SOURCE:
= = = =

SportTipping Point

Eternal lure of the game proves irresistible to Mark Hughes

Former top player and manager happy to emulate Roddy Collins and take the reins at Carlisle

Mark Hughes: Former Man Utd, Barcelona and Chelsea star, and ex-Manchester City manager is now in charge of struggling League Two side Carlisle United. Photograph: Ryan Hiscott/Getty Images
Mark Hughes: Former Man Utd, Barcelona and Chelsea star, and ex-Manchester City manager is now in charge of struggling League Two side Carlisle United. Photograph: Ryan Hiscott/Getty Images

As Mark Hughes’s name crawled along the Breaking News ticker tape, Roddy Collins flashed to mind, roaring and laughing and gleaming head-to-toe in a Louis Copeland number.

Hughes had been named as the new manager of Carlisle United, more than 20 years after Collins had parted from the club for the second time. Now, just like then, Carlisle are lying in the gutter, looking up at the stars.

= = = =

PROBLEMS AND TASKS:
a – In the article about Mark Hughes, which league does Carlisle United play in?
b – Continue the article about Mark Hughes taking over at Carlisle, picking up after its final sentence.
The lines are separate material with no connection to the article about Mark Hughes.

DATA SECTION:
= = = =

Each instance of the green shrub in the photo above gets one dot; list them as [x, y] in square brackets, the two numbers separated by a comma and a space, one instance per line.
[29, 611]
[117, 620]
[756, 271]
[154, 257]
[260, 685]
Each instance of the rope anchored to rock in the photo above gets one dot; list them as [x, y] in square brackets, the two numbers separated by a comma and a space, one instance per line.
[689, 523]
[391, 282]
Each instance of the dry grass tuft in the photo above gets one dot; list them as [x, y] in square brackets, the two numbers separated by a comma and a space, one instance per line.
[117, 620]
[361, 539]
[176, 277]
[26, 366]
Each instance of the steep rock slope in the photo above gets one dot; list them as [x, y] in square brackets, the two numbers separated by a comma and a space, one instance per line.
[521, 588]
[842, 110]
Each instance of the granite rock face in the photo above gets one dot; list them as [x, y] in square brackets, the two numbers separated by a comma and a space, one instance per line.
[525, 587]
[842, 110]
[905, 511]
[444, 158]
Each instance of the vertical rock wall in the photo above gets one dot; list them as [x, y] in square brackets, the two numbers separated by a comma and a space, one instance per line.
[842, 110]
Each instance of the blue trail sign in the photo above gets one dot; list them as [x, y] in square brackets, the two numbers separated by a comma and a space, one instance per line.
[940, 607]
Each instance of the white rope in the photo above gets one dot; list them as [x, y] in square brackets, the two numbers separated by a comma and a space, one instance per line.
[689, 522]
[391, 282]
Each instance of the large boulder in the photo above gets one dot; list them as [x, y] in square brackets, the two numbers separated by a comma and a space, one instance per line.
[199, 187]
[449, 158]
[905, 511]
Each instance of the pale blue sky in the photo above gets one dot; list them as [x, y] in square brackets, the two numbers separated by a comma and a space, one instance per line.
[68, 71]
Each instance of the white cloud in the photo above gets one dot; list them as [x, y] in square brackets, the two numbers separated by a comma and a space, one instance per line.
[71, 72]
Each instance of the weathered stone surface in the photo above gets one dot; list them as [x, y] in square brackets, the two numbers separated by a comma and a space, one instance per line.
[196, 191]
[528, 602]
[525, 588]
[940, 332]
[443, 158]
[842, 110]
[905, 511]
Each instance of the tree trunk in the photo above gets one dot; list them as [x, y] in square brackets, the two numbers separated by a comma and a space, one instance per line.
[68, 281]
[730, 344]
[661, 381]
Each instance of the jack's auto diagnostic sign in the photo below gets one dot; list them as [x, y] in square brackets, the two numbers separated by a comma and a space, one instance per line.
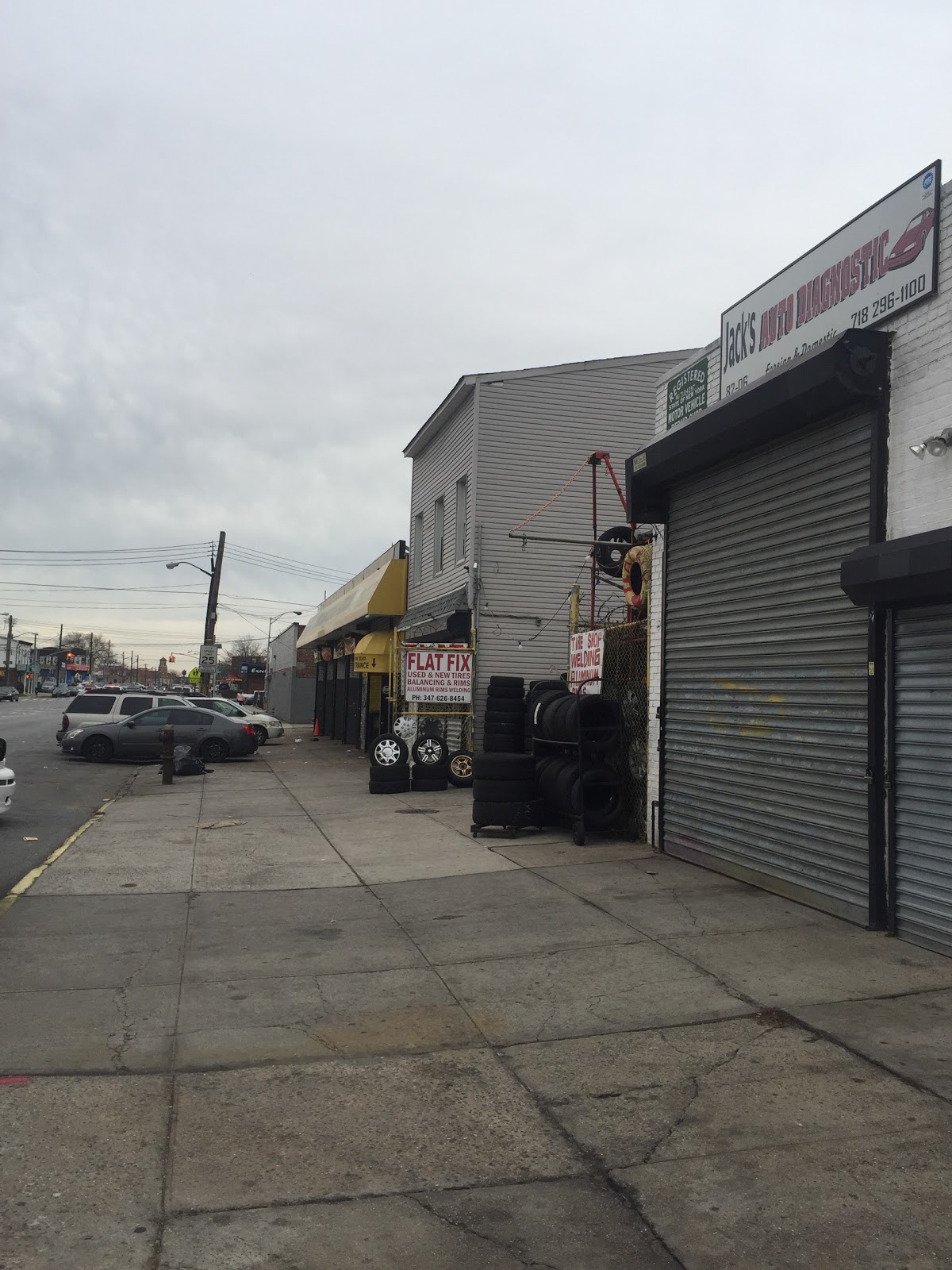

= = = =

ANSWERS TO EACH TASK:
a – League Two.

b –
Since Collins left, there had been 13 other managers and 10 caretaker appointments, three promotions and three relegations, but really, they had been marooned in shallow water, waiting for a tide to take them. When Hughes took the job less than a fortnight ago, Carlisle were five points adrift of safety at the bottom of League Two.

Professional football is full of dirt tracks off the highway and crazy intersections. Hughes reached that corner of Cumbria by a path in his life that was once paved with gold; Collins arrived chasing a rainbow.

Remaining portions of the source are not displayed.